» SHORT EXERCISE:
Transcribe the records that follow in their entirety, omitting any pictures.
━━━━━━
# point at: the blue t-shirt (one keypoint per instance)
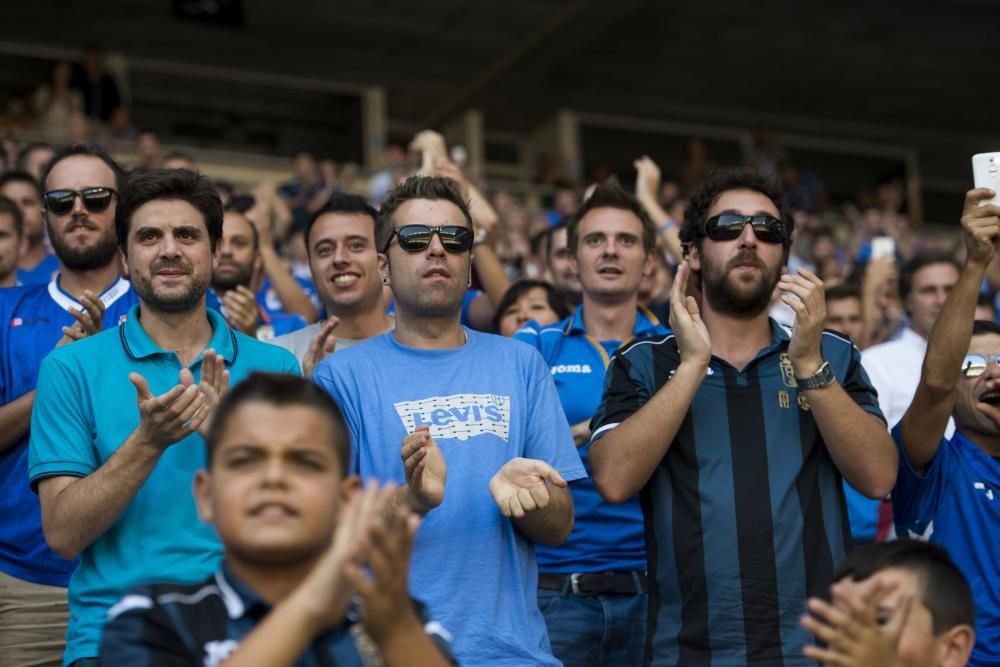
(956, 503)
(486, 402)
(32, 318)
(42, 272)
(84, 410)
(605, 537)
━━━━━━
» SOLUTION TO THIS TASK:
# point at: the blue t-shirt (one keypoint per instance)
(956, 503)
(486, 402)
(32, 318)
(42, 272)
(84, 410)
(605, 537)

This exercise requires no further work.